Quoted text

■ ■ ■

Expert advice
Transfer Pricing in Poland: When It Applies and What Documents You Need
07.05.2026
Transfer Pricing in Poland: When It Applies and What Documents You Need
Transfer pricing in Poland means the tax rules governing prices, settlements, and other financial conditions agreed between related parties in controlled transactions. The core principle is the arm’s length rule: related party transactions should reflect conditions that would have been accepted between independent entities in comparable circumstances [1]. For international groups, this area affects not only tax reporting, but also audit exposure, internal governance, and the timing of cross-border operations.
For foreign investors and groups operating in Poland, transfer pricing Poland rules are relevant early – often at the structuring stage, not only when tax returns are prepared. Incorrect classification of related party transactions Poland, late documentation, or weak benchmarking may trigger tax adjustments, additional liabilities, and a wider TP risk Poland tax audit.
This is informational material, not legal advice.
When transfer pricing rules apply in Poland
The main legal basis is Chapter 1a of the Corporate Income Tax Act of 15 February 1992 and the Personal Income Tax Act of 26 July 1991, supplemented by the Regulation of the Minister of Finance of 21 December 2018 on transfer pricing documentation for corporate income tax purposes [1][2][3].
In practice, transfer pricing obligations arise where a Polish taxpayer enters into a controlled transaction with a related party. Under the CIT Act, related entities include, among others, entities connected by capital, personal, family, or management links, as well as entities where one party exerts significant influence over another – generally at least 25% of shares, voting rights, participation in profits, or actual ability to influence key business decisions [1].
Transfer pricing obligations may also apply to transactions with entities located in jurisdictions regarded as applying harmful tax competition, even where classic related-party links are absent, subject to statutory conditions and due diligence requirements [1].
TP documentation Poland thresholds
The obligation to prepare local transfer pricing documentation depends primarily on the value of the controlled transaction and its category. As a rule, the current thresholds under the CIT Act are as follows [1]:
- PLN 10 million – for goods transactions,
- PLN 10 million – for financial transactions,
- PLN 2 million – for service transactions,
- PLN 2 million – for transactions other than those listed above.
The value is generally assessed separately for a homogeneous controlled transaction. This point is often contentious in practice. Improper aggregation or artificial splitting of transactions may increase compliance risk during an audit.
Where the thresholds are exceeded, the taxpayer usually needs to prepare a local file. In selected cases, a master file is also required. Separate obligations may also include transfer pricing information reporting on the TPR form and submission of a statement confirming that the documentation has been prepared and that related-party prices were set on arm’s length terms; currently, this statement is made within the TPR filing rather than as a separate document [1][4].

■ ■ ■

Stored entries
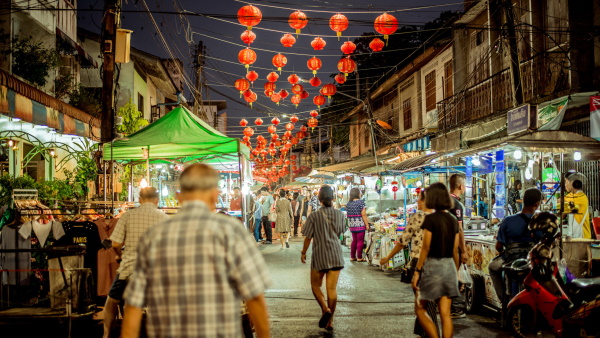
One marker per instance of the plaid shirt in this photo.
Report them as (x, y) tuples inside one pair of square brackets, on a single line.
[(193, 271), (130, 228)]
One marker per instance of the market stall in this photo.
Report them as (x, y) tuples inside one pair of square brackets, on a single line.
[(181, 138)]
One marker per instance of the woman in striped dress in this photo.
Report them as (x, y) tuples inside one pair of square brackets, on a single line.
[(324, 228)]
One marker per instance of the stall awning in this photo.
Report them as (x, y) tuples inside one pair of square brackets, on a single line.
[(355, 165)]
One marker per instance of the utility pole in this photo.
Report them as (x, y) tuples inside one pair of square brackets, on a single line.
[(110, 23), (515, 64), (199, 62)]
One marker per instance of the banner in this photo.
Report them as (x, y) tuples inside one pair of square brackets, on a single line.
[(550, 117), (595, 117)]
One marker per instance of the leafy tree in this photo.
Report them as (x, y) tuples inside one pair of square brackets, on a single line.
[(30, 60), (133, 119)]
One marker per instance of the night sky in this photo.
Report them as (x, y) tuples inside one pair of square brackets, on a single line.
[(220, 32)]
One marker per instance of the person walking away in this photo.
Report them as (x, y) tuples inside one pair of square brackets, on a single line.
[(435, 277), (285, 216), (457, 189), (129, 230), (357, 223), (413, 234), (193, 271), (257, 219), (576, 201), (514, 240), (266, 200), (324, 228), (296, 210), (514, 197)]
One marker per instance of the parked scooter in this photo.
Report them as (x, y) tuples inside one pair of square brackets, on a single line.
[(571, 310)]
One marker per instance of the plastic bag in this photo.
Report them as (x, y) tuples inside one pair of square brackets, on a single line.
[(464, 277)]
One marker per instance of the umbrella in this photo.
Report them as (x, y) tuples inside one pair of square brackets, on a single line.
[(317, 174)]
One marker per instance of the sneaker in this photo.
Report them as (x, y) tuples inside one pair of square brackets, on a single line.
[(457, 315)]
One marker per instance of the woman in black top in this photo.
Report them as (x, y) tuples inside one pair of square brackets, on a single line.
[(435, 277)]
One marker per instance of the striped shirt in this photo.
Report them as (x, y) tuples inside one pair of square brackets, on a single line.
[(325, 227), (130, 228), (192, 273)]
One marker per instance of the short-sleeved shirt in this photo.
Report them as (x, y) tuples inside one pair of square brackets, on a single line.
[(130, 228), (443, 227), (513, 229), (354, 213), (325, 227), (414, 234), (193, 271)]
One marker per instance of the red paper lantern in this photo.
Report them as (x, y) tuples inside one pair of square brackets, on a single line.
[(242, 85), (247, 57), (319, 100), (279, 61), (314, 64), (251, 98), (329, 90), (346, 65), (338, 23), (249, 16), (293, 79), (298, 20), (297, 89), (318, 43), (248, 37), (296, 100), (284, 93), (276, 98), (386, 24), (272, 77), (252, 76), (288, 40), (376, 45), (348, 47), (315, 81), (340, 78), (270, 86), (248, 131)]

■ ■ ■

To be done
A - Retype the passage of the transfer pricing article that begins at the words "TP documentation Poland" and stops after "those listed above.".
B - In the transfer pricing article, what is the documentation threshold for service transactions?
C - Carry on the article about transfer pricing in Poland from the point where it stops.
The records were pulled from a separate source.

Results for the exercise
A -
TP documentation Poland thresholds
The obligation to prepare local transfer pricing documentation depends primarily on the value of the controlled transaction and its category. As a rule, the current thresholds under the CIT Act are as follows [1]:
- PLN 10 million – for goods transactions,
- PLN 10 million – for financial transactions,
- PLN 2 million – for service transactions,
- PLN 2 million – for transactions other than those listed above.

B - PLN 2 million.

C -
Three key exceptions from local file obligations
Polish law provides statutory exclusions, but they must be verified carefully against the exact facts. The three exceptions most commonly discussed in practice are the following [1]:
- controlled transactions concluded exclusively by related parties having residence, registered office, or management in Poland, provided that none of them benefits from specified tax exemptions and none has incurred a tax loss in the relevant tax year,
- controlled transactions covered by a safe harbour for low value-adding services or loans, to the extent the statutory conditions are met, and transactions covered by an advance pricing agreement to the extent covered by that agreement,
- controlled transactions between companies forming a tax capital group.
These exceptions must be assessed restrictively. If even one statutory condition is not met, the exclusion may not apply. This is particularly relevant for Polish-to-Polish structures where one party reports a loss or uses a tax exemption.
Local file and master file Poland – what documents are needed
The local file should describe the taxpayer, the related party transaction, the functional profile of the parties, the transfer pricing method, and the economic analysis supporting arm’s length pricing. In many cases, the most sensitive element is the benchmarking study or compliance analysis, because this is where tax authorities usually test the commercial rationale and pricing level [1][3].
A local file typically includes:
- description of the transaction and its business purpose,
- identification of related parties,
- functional analysis – functions, assets, and risks,
- method selection and justification,
- benchmarking study or compliance analysis,
- financial data reconciling the transaction with accounting records.
The master file requirement generally applies where the taxpayer belongs to a group required to prepare consolidated financial statements and the group’s consolidated revenues exceed PLN 200 million or the equivalent [1]. The master file presents the broader group picture: organisational structure, value chain, intangibles, financing, and tax positions.
In addition, country-by-country reporting may apply to the largest multinational groups under separate rules based on Council Directive (EU) 2016/881 and Polish implementing provisions [5].
Transfer pricing deadlines Poland taxpayers should monitor
Transfer pricing deadlines Poland businesses must observe depend on the tax year. Under the current framework, local file documentation should generally be prepared by the end of the tenth month after the end of the tax year, while TPR information should be filed by the end of the eleventh month after the end of the tax year [1][4].
These deadlines should not be treated as purely technical. Delays often lead to rushed benchmarking, inconsistencies between TPR and accounting data, and increased audit vulnerability. For foreign groups, the practical issue is coordination between Polish finance teams and headquarters, especially where intercompany agreements are updated late or only partially reflect actual conduct.
TP risk Poland tax audit – where businesses face exposure
The most common audit triggers are not limited to high transaction values. In practice, tax authorities also focus on recurring losses, low profitability compared with market benchmarks, business restructurings, intragroup services with weak evidence of benefit, and financing arrangements lacking commercial justification.
From a business perspective, TP risk Poland tax audit exposure can affect:
- cash flow – through additional tax and interest,
- management time – through extensive document requests,
- group reporting – where Polish adjustments affect consolidated tax positions,
- reputation – especially if an audit expands into broader compliance reviews.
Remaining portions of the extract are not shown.